(Collected data)

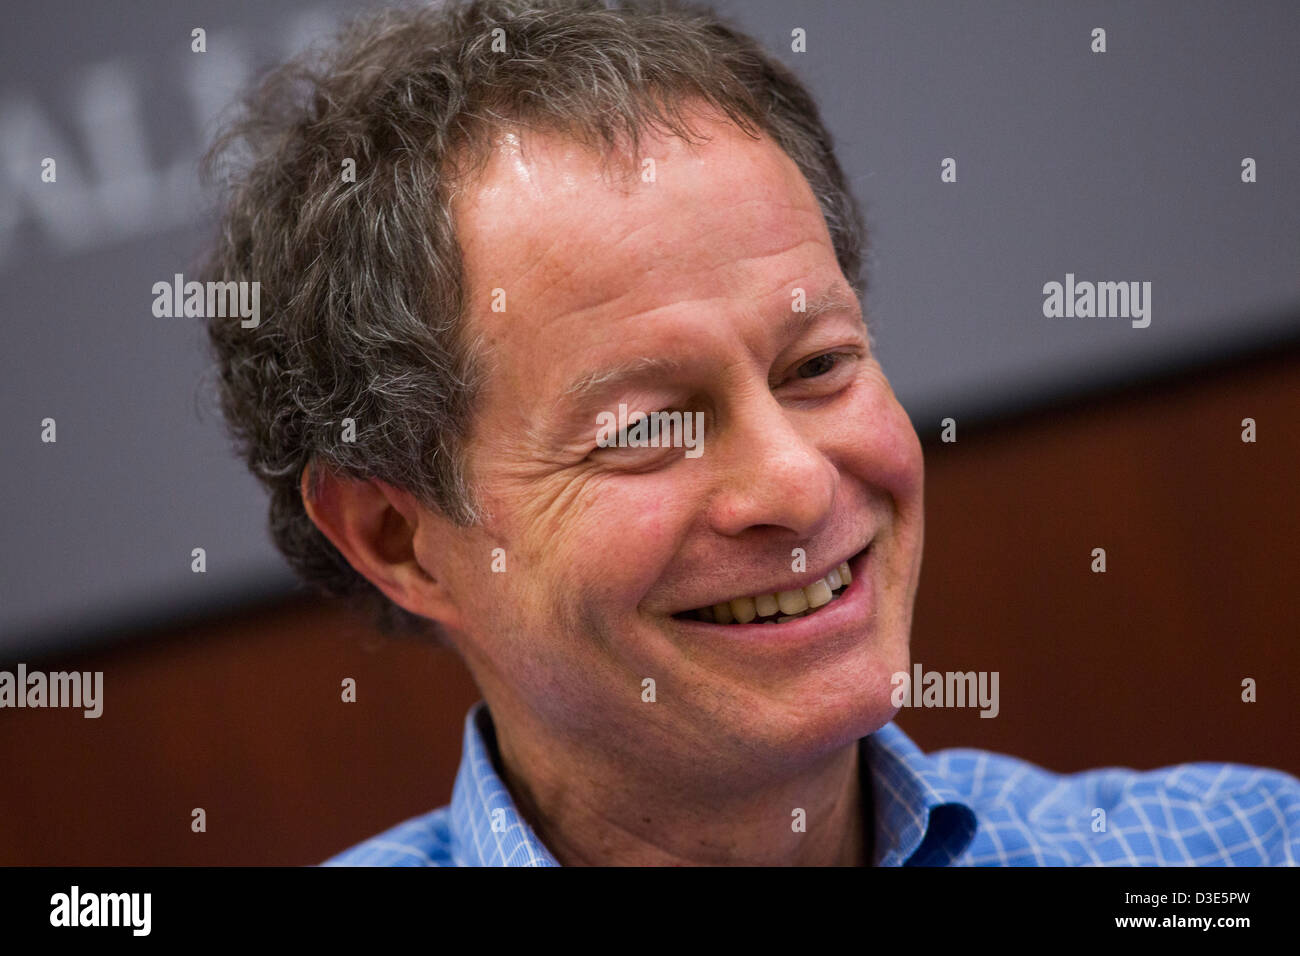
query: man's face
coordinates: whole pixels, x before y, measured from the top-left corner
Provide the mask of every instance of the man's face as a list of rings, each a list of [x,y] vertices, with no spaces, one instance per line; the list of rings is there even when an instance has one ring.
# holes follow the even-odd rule
[[[653,181],[623,184],[561,137],[503,135],[457,197],[487,369],[470,477],[489,517],[422,533],[417,554],[441,569],[494,713],[721,782],[892,718],[923,479],[807,182],[770,140],[701,128],[694,150],[647,140]],[[847,308],[810,319],[824,294]],[[598,447],[620,403],[702,412],[702,454]],[[845,561],[850,588],[802,618],[681,616]]]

§ **Task item**
Set down every record once more, word for word, without pictures.

§ **Response**
query: man's face
coordinates: whole pixels, x before y, measured from the top-left corner
Provide the mask of every instance of the man's face as a list of rings, each a list of [x,y] vertices, with no spaces, one instance per line; the list of rings is there even when an instance has one ring.
# holes follow the even-odd rule
[[[653,181],[623,184],[561,137],[503,135],[457,197],[487,369],[470,477],[489,517],[422,533],[417,554],[441,569],[494,713],[721,782],[892,718],[923,479],[807,182],[770,140],[701,128],[694,150],[647,140]],[[847,308],[810,319],[824,294]],[[598,447],[620,403],[702,412],[702,454]],[[845,561],[850,588],[802,618],[681,616]]]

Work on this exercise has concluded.